-- begin --

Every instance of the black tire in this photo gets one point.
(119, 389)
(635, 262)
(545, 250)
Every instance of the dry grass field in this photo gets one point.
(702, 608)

-- end --

| To do |
Copy out every item above word for word, with its points in the same order.

| Task output |
Every instance of the black tire in this photo gets one point.
(119, 389)
(635, 262)
(545, 250)
Every instance of the dry grass field in this photo gets one point.
(702, 608)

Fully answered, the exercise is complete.